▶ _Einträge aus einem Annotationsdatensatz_
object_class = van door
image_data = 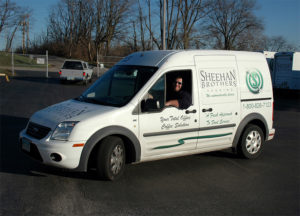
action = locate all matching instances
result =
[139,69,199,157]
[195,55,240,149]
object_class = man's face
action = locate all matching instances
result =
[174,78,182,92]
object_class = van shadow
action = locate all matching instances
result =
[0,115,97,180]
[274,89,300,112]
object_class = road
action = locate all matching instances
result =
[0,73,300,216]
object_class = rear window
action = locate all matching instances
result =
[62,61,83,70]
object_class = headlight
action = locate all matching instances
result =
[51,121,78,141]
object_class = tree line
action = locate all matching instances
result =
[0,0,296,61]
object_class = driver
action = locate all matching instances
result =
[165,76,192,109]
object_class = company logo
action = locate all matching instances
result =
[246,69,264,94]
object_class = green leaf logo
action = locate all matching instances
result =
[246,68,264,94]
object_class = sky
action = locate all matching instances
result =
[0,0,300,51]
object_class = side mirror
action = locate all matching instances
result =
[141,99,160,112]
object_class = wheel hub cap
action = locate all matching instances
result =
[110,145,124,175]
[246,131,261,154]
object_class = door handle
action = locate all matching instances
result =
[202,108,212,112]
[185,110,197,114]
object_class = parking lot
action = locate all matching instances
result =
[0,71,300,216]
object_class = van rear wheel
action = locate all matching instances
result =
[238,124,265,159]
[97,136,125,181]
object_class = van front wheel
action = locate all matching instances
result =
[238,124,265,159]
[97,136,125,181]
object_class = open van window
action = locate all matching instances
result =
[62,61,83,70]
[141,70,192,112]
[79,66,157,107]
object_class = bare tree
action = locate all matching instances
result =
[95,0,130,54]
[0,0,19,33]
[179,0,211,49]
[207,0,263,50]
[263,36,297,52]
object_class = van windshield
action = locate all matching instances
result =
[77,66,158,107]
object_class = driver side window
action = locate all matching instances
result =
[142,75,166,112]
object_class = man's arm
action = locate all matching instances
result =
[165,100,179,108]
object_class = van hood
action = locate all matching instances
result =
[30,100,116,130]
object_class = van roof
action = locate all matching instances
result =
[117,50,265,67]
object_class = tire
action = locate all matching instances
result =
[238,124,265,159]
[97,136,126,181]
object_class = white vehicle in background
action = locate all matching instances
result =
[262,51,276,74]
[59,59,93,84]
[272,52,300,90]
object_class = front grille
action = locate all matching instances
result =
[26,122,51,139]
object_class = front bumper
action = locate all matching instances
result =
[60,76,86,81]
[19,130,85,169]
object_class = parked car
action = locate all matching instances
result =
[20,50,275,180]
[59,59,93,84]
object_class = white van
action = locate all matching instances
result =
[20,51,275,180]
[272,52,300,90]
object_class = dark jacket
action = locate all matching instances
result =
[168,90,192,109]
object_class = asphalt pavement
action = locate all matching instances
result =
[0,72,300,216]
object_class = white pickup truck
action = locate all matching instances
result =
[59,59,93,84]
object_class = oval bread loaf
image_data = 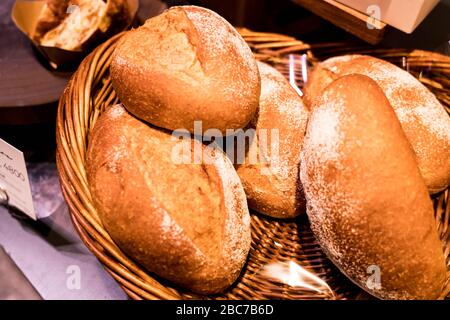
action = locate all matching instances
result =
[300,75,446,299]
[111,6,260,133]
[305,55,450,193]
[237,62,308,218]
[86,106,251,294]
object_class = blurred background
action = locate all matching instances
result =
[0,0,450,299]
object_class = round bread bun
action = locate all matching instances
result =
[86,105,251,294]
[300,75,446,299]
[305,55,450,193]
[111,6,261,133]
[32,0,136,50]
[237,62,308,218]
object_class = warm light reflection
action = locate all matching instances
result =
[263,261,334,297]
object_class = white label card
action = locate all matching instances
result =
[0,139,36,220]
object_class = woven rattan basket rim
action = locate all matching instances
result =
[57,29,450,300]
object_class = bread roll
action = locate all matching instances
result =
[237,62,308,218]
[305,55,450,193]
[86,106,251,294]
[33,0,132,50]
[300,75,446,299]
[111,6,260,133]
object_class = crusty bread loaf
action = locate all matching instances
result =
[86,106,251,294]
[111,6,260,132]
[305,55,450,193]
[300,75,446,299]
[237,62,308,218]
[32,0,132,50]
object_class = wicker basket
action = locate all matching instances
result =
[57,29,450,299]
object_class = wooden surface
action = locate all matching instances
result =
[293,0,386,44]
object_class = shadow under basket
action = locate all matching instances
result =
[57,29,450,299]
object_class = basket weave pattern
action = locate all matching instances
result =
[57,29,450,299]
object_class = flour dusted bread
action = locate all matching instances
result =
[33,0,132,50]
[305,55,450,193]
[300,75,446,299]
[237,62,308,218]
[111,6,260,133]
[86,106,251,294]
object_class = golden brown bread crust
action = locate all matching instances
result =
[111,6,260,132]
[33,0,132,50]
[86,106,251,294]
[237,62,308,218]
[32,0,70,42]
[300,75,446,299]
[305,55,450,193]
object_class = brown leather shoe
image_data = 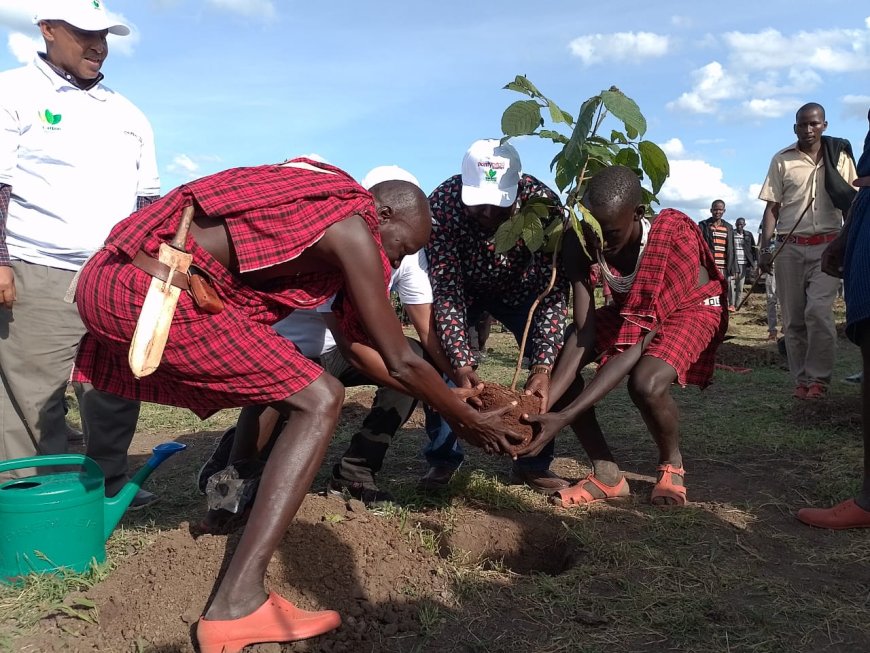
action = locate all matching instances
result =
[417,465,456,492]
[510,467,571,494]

▶ _AUFGABENDETAILS_
Gib die Zeilen unverändert aus, beginnend mit der Zeile, die „object_class = open van window“ enthält, bis einschließlich der Zeile, die „[30,100,116,130]“ enthält.

▶ _ERWARTETE ANTWORT_
object_class = open van window
action = locate all matching instances
result =
[62,61,83,70]
[141,70,192,112]
[79,66,157,107]
object_class = bare tree
action = locate all matching instances
result =
[95,0,130,54]
[0,0,19,33]
[179,0,211,49]
[207,0,263,50]
[263,36,297,52]
object_class = van windshield
action = locate all matching instances
result =
[77,66,158,107]
object_class = driver side window
action = locate all matching instances
result =
[142,75,166,112]
object_class = man's arm
action = locate all matching instances
result =
[165,100,179,108]
object_class = van hood
action = locate all matching instances
result =
[30,100,116,130]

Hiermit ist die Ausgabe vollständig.